-- WHAT YOU WILL DO --
Pull out every line of the items below and reproduce each one word for word.
== DATA FOR THE TASK
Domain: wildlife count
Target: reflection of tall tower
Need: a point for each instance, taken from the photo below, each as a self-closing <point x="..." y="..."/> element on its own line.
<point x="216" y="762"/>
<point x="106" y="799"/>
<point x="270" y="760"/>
====
-- OUTPUT FOR THIS TASK --
Domain: wildlife count
Target: reflection of tall tower
Need: a point for each instance, taken from the photo below, each as a self-closing <point x="..." y="..."/> element on its own line.
<point x="216" y="762"/>
<point x="106" y="799"/>
<point x="270" y="760"/>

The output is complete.